Source passage:
Content starts

On June 8, 2005 the IRS sent Notices of Deficiency to both Allen and the Rio Colorado

Trust. Weill Dec. Exh. 1, 2. The Notices were issued with respect to both parties’ tax liabilities

from 2000 and 2001. Id. Allen filed petitions for redetermination of deficiency in Tax Court

contesting the validity of the Notices. In the course of proceedings in Tax Court, Allen claims to

have been prohibited from presenting certain pieces of evidence he believed to be necessary for his

argument. Additionally, his accountant was diagnosed with pancreatic cancer. Allen requested a

forty-five day continuance which the Tax Court denied without comment. On October 6, 2006 the

Tax Court granted a motion to dismiss for lack of prosecution. Weill Dec. Exh. 4. The Tax Court

issued a decision finding Allen responsible for tax deficiencies in the amount of $39,299.00 and

$26,020.00 for 2000 and 2001, respectively. Id. The Tax Court further found Allen responsible for

additions to tax per I.R.C. section 6651(a)(1) in the amount of $9,870.00 and $6,665.25 for 2000 and

2001, respectively, and for additions to tax per I.R.C. section 6662 in the amount of $7,859.80 and

$5,204.00 for 2000 and 2001, respectively. Weill Dec. Exh. 4.

Content ends

Extracted material:

Content starts

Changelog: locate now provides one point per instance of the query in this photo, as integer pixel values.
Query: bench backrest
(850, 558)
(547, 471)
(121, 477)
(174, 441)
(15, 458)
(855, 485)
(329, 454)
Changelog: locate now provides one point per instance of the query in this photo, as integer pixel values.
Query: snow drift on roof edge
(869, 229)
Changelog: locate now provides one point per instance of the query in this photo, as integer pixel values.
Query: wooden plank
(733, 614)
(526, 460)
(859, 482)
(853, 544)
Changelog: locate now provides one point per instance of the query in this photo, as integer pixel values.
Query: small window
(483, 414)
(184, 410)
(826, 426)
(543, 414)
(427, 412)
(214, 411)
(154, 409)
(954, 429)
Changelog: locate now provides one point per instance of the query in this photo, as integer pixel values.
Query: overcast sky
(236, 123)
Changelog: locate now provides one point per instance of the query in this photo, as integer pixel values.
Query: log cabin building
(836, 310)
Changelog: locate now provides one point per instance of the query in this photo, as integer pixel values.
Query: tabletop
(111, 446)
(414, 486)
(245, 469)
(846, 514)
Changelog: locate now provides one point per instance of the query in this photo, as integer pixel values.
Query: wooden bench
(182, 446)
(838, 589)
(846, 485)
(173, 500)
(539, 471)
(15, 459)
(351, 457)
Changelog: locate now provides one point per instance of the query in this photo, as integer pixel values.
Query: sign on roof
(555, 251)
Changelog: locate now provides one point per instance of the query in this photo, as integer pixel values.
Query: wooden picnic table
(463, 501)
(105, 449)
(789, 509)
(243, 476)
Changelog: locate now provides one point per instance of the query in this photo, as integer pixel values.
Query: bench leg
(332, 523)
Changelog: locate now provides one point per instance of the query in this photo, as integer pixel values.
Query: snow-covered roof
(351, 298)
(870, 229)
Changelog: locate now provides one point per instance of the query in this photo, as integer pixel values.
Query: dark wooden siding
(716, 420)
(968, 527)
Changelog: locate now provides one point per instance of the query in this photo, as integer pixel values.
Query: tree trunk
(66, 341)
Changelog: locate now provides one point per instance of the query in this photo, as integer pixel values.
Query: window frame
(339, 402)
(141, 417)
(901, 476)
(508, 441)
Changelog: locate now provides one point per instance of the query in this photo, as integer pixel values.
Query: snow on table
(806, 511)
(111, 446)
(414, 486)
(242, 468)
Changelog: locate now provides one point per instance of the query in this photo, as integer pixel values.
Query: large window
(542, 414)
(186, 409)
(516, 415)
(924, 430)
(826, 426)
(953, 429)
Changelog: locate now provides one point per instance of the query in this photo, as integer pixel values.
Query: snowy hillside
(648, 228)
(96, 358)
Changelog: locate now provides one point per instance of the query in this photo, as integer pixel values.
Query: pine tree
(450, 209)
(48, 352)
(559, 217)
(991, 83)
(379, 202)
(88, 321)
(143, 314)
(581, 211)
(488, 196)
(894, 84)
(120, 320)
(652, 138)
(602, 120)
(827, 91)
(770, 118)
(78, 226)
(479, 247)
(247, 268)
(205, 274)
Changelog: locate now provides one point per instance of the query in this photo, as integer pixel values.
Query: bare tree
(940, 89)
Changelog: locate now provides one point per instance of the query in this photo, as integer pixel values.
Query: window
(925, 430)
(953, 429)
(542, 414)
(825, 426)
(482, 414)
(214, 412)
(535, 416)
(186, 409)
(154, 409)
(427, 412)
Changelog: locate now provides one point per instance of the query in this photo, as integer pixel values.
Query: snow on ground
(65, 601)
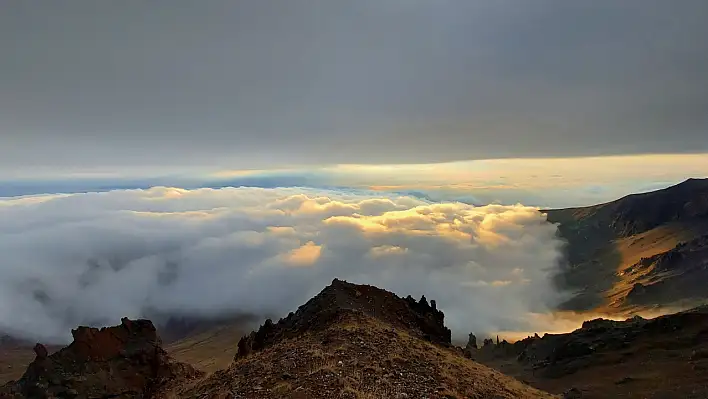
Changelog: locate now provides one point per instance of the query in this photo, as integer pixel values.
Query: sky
(155, 86)
(179, 156)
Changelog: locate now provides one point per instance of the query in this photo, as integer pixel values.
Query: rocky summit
(349, 341)
(126, 361)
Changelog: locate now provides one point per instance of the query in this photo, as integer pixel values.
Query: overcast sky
(265, 83)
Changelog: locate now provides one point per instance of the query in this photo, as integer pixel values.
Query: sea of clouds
(92, 258)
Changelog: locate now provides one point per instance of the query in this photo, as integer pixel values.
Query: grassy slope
(359, 358)
(606, 239)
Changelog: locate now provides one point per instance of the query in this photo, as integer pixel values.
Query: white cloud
(93, 258)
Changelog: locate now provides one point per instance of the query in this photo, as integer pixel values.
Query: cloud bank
(93, 258)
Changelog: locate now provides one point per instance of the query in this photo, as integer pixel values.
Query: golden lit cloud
(305, 255)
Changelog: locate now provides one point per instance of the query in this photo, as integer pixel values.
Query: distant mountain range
(643, 250)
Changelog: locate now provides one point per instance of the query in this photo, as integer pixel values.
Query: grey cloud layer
(93, 258)
(187, 84)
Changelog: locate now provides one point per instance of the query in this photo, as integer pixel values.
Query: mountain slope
(664, 357)
(349, 341)
(608, 245)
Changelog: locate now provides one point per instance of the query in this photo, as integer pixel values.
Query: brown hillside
(350, 341)
(608, 245)
(664, 357)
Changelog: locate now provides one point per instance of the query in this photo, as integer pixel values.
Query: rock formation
(122, 361)
(341, 297)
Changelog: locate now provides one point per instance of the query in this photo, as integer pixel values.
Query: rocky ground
(126, 361)
(665, 357)
(350, 341)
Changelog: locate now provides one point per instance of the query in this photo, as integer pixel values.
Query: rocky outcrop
(336, 300)
(125, 361)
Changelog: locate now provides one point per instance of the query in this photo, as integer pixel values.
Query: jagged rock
(471, 342)
(40, 351)
(125, 361)
(340, 297)
(572, 393)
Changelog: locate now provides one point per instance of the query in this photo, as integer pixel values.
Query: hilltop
(638, 252)
(349, 341)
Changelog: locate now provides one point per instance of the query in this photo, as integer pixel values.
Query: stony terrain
(638, 252)
(664, 357)
(126, 361)
(350, 341)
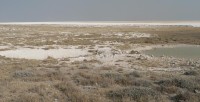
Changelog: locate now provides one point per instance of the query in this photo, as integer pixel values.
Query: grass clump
(188, 84)
(191, 73)
(138, 94)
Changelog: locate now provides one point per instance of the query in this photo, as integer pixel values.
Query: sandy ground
(95, 60)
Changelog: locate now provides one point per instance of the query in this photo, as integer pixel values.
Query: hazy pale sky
(98, 10)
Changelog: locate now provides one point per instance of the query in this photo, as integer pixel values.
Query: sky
(98, 10)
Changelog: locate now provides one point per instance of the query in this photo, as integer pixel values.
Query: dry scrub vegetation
(54, 80)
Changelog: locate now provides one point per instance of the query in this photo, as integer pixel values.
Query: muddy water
(188, 52)
(40, 54)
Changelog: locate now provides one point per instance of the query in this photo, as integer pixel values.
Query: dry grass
(53, 80)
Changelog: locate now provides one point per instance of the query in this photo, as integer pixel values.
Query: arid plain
(58, 63)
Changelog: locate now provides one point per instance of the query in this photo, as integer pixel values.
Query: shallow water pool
(40, 54)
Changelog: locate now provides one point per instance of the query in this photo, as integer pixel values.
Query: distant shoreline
(110, 23)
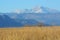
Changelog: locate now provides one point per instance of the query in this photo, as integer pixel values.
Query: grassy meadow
(30, 33)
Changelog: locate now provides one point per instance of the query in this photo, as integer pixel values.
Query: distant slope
(30, 33)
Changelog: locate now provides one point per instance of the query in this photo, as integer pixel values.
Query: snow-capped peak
(36, 9)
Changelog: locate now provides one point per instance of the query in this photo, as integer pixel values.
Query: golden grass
(30, 33)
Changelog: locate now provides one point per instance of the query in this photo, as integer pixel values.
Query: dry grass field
(30, 33)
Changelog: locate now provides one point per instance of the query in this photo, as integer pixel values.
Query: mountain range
(32, 17)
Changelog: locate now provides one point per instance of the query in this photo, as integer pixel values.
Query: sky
(11, 5)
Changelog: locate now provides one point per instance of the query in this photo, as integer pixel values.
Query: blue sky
(11, 5)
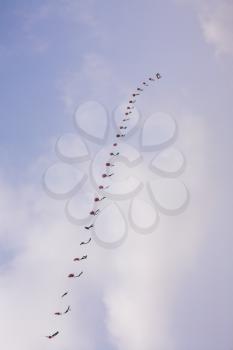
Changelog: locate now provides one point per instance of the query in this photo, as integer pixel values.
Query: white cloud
(217, 26)
(216, 20)
(138, 283)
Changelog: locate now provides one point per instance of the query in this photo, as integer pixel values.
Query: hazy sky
(173, 289)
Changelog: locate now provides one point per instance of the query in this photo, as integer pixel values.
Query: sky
(172, 289)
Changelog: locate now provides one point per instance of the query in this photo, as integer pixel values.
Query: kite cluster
(121, 133)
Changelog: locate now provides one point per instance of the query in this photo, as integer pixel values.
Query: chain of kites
(121, 133)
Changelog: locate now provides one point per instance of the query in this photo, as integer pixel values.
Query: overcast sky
(171, 290)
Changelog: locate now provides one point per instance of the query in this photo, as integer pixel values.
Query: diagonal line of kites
(108, 165)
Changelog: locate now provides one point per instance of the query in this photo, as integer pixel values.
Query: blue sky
(55, 55)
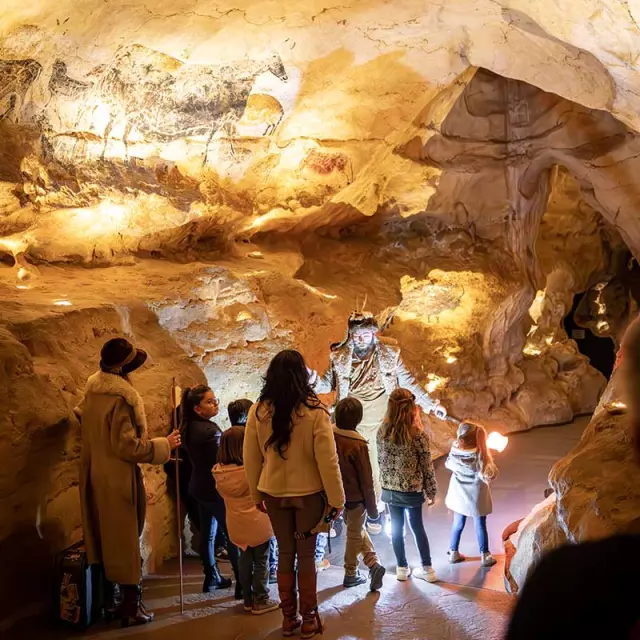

Content ends

Required action 1:
For each statement, answer yes or no according to the Tax Court passage, and quote the words that decide it. (a) The Notices of Deficiency concerned tax liabilities from 2000 and 2001. (b) The Tax Court granted Allen's request for a forty-five day continuance. (c) The Tax Court granted a motion to dismiss for lack of prosecution on October 6, 2006.
Required action 2:
According to the Tax Court passage, what amount of tax deficiency for 2001 was Allen found responsible for?

Exercise output 1:
(a) Yes: "The Notices were issued with respect to both parties’ tax liabilities from 2000 and 2001."
(b) No: "Allen requested a forty-five day continuance which the Tax Court denied without comment."
(c) Yes: "On October 6, 2006 the Tax Court granted a motion to dismiss for lack of prosecution."

Exercise output 2:
$26,020.00